BEGIN EXCERPT PROVIDED

February 2, 2022

From The Rector…

My mom came to church at Ascension this past Sunday. She wanted to see the new puppies we just got (Petunia and Archibald—eight-week-old Basset Hounds) and to see us. She has had a hard time getting back to church since my father died a little over a year ago. She went with Steve to St. Paul’s once and she has been here a couple of times, but church is challenging. She and my father never missed a Sunday and have always been very involved in church—it is the thing they have consistently done together all their life. Church represents so much of what she has lost with the death of my father and it is hard to face that.

Loss and loneliness can keep us from reconnecting or reengaging with the things that we once loved. We feel out of step with everyone else and have a difficult time figuring out our new identity in those places we once experienced as a couple—or a greater part of a community. In the last few months, I’ve had a few people mention to me how difficult they found leaving their church—they loved Ascension and yearned for the community that Ascension offers, but the loss of their home parish and identity was a bit overwhelming.

END EXCERPT PROVIDED
BEGIN RECORDS PROVIDED

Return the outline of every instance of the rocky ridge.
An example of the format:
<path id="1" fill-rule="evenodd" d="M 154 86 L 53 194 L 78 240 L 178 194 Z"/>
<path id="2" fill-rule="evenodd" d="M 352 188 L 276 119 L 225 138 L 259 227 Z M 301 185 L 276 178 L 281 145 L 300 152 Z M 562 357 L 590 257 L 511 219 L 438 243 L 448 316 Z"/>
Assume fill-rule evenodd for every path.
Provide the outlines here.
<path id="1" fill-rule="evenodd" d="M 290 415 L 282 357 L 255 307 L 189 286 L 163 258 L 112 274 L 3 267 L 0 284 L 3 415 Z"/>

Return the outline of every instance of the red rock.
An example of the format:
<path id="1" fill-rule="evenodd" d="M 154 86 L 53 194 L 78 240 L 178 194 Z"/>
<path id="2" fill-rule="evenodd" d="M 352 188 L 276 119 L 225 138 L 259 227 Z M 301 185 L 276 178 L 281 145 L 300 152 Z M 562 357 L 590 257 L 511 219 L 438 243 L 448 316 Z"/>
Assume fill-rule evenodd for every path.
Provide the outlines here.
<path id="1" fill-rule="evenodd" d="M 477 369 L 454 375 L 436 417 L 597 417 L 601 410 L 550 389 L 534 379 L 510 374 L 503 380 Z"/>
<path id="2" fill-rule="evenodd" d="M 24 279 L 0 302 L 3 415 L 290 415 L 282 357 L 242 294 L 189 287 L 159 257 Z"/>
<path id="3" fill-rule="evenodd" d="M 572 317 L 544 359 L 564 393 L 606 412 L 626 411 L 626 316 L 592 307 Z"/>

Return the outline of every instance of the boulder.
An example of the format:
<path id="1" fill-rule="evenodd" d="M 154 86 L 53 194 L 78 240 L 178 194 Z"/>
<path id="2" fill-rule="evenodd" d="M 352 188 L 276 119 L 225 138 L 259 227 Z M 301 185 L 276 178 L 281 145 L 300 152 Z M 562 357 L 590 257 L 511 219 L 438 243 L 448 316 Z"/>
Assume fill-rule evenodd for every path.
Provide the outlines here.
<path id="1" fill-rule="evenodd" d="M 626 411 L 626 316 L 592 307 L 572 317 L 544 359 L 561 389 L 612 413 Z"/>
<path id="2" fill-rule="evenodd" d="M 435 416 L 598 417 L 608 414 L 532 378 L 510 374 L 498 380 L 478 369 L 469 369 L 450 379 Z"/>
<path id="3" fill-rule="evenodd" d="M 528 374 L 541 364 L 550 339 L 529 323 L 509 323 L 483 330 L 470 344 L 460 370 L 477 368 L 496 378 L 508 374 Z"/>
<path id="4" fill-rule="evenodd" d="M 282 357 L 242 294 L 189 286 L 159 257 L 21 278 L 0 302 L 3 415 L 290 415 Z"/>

END RECORDS PROVIDED

_TASK REQUIREMENTS_.
[1] Translate this sentence from the rector's letter into Spanish: "Loss and loneliness can keep us from reconnecting or reengaging with the things that we once loved."
[2] Answer these questions using the rector's letter:
(a) What are the names of the new puppies?
(b) Which church did the rector's mother attend once with Steve?
(c) How long ago did the rector's father die?
[3] Carry the rector's letter forward from its last sentence.

_PER-TASK ANSWERS_.
[1] La pérdida y la soledad pueden impedirnos volver a conectar o volver a involucrarnos con las cosas que alguna vez amamos.

[2]
(a) Petunia and Archibald
(b) St. Paul's
(c) A little over a year ago

[3]
The loss of a loved one and the loss of a community both inspire grief. They are not the only events in life that cause us to grieve—divorce, moving away, selling a house, sickness, and the list goes on. That grief is often thought to be in appropriate or unnecessary. We tell ourselves that we are grown people and we just need to adjust. We put our head down and push through trying to pretend that everything is ok. But it’s not.

Covid has caused a lot of grief these past two years. That grief has turned inward because we didn’t know that was what it was or weren’t sure if we were allowed to express it. The inward turning of grief leads to anger and anxiety—it doesn’t go away just because we bottle it up. That anger and anxiety seem more appropriate and acceptable ways of dealing with the pandemic but until we name the grief that we have felt and allow ourselves to grieve for the losses of this past year—be they the loss of a loved one, the loss of a church home, the loss of time and potential—we will not be able to move through this pandemic into the state of spiritual, emotional, or even physical health.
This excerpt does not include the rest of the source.